» **THE PROBLEM**: Below are the records; locate each line with the word "turbine" and copy it.

= = = = = = =

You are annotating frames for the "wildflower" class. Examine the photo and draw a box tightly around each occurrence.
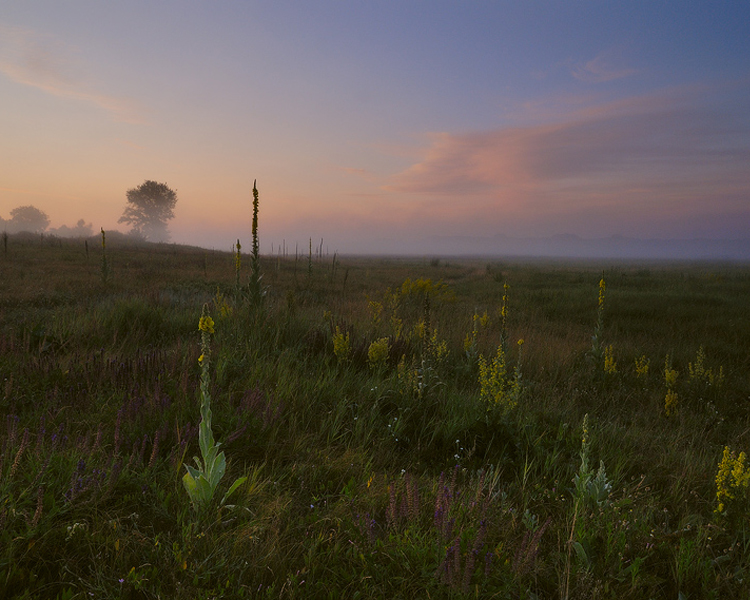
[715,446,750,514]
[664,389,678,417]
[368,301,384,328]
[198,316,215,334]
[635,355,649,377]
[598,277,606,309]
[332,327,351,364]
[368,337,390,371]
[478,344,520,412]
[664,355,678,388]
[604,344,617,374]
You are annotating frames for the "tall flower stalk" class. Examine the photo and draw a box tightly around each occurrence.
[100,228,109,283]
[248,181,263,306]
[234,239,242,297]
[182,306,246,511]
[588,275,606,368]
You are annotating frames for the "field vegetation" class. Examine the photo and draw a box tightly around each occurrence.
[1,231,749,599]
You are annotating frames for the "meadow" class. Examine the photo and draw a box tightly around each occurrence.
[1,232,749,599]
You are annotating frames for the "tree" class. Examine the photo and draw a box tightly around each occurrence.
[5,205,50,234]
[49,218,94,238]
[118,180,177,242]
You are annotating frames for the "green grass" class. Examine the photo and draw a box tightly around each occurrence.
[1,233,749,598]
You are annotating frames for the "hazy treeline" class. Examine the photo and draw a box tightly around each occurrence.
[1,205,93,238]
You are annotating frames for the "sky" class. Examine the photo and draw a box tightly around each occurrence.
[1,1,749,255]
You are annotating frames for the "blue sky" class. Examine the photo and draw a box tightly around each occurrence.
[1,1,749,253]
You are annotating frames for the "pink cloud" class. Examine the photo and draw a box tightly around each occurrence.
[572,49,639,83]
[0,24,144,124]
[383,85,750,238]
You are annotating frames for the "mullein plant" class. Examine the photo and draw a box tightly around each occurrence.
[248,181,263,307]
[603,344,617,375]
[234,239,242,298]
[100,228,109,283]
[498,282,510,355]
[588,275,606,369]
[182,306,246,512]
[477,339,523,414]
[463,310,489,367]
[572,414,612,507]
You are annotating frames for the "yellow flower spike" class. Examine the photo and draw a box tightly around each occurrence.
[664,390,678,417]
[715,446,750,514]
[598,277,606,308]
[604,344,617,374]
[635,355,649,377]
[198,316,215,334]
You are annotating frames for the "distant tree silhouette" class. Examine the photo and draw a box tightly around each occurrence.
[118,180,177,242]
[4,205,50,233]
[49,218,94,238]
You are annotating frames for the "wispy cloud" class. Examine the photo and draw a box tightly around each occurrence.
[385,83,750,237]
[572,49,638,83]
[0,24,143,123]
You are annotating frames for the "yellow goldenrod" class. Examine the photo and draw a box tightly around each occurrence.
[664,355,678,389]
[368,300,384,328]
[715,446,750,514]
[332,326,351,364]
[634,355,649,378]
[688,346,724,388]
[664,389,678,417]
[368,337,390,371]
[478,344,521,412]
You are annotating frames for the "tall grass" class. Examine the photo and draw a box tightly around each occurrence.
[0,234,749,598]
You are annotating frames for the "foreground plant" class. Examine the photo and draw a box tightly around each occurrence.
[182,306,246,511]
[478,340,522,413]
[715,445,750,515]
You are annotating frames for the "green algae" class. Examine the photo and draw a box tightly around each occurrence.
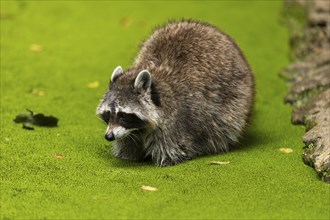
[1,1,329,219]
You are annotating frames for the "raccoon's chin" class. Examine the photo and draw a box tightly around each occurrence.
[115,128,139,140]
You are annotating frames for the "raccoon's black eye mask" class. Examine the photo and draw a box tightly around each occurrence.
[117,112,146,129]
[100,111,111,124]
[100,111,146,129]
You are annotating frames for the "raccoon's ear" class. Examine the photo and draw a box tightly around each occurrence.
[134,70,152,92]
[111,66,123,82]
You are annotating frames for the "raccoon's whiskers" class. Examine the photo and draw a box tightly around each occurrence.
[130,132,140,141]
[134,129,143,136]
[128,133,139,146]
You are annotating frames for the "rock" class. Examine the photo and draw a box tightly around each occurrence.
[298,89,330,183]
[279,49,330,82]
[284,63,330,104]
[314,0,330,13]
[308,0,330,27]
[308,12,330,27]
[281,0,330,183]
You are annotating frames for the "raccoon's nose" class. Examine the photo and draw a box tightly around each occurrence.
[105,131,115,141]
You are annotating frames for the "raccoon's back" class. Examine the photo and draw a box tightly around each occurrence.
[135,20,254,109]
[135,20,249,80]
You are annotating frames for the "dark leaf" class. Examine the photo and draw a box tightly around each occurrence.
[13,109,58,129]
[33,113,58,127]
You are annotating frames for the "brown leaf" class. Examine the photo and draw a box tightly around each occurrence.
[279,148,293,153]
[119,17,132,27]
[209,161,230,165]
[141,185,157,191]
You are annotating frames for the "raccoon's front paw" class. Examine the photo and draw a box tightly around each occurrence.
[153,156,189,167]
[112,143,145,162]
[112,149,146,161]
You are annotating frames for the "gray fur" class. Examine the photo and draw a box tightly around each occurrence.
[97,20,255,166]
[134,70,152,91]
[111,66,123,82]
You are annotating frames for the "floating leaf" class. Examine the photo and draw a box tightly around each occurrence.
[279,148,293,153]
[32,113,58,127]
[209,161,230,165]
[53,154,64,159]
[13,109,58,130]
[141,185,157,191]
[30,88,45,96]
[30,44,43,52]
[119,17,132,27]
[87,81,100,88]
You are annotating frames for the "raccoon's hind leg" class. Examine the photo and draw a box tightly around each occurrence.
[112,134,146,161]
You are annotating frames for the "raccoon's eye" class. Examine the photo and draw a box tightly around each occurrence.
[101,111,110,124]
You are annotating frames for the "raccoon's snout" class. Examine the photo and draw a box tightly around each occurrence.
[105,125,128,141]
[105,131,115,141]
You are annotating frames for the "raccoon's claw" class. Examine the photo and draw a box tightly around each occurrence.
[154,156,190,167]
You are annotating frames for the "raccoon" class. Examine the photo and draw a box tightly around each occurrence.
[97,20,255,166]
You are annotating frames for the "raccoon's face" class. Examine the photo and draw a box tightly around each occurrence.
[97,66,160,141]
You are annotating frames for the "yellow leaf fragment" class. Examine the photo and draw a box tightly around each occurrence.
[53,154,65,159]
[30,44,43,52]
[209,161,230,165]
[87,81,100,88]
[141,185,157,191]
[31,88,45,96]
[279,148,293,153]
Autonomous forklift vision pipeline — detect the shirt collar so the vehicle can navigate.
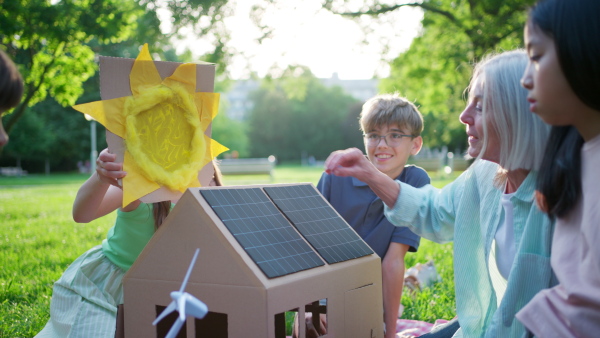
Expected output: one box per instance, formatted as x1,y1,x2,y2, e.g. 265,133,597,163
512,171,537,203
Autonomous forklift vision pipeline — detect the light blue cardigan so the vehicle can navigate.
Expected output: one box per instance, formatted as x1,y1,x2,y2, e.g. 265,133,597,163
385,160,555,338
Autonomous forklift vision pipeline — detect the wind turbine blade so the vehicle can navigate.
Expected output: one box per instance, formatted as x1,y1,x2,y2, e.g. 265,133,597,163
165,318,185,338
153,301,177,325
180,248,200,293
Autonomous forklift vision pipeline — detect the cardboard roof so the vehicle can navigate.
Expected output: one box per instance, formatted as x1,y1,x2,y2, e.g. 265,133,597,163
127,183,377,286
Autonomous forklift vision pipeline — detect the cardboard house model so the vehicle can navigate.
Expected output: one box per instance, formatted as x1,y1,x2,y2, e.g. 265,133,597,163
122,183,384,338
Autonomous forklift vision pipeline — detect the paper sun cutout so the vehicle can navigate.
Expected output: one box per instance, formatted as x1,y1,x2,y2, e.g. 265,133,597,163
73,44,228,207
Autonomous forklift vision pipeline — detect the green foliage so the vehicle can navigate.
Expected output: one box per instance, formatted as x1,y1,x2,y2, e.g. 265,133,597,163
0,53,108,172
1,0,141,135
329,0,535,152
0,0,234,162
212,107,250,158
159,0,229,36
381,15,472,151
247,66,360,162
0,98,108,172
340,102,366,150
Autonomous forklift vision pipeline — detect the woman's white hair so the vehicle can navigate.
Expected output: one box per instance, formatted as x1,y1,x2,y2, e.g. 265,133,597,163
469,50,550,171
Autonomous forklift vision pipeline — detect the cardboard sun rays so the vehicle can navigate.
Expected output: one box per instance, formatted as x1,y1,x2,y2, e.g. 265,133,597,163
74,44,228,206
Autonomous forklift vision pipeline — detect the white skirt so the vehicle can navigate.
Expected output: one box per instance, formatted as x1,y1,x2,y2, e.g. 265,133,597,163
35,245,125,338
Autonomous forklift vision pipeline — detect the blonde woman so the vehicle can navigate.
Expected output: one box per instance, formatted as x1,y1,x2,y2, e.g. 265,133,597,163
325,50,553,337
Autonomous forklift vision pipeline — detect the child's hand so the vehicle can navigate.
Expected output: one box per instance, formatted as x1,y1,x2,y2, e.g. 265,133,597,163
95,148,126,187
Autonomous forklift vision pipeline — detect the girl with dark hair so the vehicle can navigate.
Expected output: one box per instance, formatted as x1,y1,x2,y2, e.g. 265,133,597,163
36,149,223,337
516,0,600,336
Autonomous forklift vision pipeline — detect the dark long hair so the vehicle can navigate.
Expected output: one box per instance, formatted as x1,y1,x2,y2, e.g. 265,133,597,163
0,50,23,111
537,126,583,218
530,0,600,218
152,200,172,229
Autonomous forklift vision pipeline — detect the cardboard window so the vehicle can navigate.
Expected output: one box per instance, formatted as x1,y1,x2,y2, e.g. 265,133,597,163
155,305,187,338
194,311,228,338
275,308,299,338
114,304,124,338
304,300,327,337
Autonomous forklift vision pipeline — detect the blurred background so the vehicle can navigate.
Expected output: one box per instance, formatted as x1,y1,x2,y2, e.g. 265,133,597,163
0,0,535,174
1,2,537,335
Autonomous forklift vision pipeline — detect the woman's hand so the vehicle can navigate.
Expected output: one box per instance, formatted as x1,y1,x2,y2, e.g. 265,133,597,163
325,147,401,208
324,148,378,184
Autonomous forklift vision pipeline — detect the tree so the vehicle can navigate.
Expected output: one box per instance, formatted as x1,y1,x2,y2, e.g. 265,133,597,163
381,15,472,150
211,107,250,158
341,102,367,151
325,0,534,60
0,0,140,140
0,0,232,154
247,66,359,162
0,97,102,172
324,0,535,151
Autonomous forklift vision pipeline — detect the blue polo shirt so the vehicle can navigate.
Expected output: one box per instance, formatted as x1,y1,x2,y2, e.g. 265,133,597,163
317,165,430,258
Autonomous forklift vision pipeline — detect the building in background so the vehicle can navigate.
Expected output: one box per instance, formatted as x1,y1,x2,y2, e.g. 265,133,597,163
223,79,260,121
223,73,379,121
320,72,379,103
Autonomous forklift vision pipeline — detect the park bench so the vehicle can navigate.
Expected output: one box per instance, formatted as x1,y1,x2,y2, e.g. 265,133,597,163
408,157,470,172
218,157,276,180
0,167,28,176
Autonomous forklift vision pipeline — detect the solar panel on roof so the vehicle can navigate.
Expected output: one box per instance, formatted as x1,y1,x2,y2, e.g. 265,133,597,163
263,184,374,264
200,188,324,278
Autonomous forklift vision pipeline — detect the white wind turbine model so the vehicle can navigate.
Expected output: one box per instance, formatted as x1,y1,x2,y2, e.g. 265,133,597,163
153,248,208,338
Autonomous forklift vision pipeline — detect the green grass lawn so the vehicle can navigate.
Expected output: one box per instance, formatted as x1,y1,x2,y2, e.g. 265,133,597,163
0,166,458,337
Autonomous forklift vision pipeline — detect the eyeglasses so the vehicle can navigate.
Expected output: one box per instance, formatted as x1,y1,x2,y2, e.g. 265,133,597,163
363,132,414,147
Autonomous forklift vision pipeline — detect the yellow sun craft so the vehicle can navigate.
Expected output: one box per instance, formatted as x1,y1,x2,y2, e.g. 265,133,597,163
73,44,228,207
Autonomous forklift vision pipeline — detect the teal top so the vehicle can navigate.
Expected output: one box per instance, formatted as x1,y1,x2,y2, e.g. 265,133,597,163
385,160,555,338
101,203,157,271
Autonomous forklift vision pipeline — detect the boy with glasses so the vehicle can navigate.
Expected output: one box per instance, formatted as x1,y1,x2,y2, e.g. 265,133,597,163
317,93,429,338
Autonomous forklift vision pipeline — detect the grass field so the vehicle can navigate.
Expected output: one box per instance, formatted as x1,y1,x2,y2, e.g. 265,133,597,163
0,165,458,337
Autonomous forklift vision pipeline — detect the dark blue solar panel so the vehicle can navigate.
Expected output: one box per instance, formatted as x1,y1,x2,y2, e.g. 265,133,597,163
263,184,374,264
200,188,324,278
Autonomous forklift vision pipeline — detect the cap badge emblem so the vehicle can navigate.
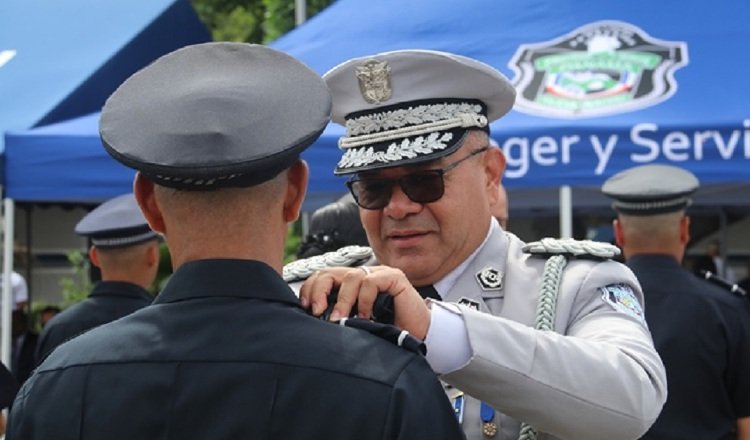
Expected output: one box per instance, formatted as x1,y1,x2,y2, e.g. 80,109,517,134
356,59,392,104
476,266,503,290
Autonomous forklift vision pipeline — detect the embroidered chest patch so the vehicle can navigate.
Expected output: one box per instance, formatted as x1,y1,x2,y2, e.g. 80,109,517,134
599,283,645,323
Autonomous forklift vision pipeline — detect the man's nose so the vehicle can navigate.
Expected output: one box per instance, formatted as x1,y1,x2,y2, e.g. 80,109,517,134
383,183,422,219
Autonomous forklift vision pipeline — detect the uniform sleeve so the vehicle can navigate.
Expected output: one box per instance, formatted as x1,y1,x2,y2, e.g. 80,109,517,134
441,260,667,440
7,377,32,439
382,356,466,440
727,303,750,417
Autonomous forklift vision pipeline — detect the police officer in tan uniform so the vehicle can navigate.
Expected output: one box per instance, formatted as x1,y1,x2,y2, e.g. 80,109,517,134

= = = = = = =

» **OUTPUT FOR THIS TASK**:
Autonomous forklift vision pipeline — detect the wind turbine blade so the vehicle can navigate.
Autonomous forklift vision pipeline — detect the white wind turbine model so the vehicle can navigate.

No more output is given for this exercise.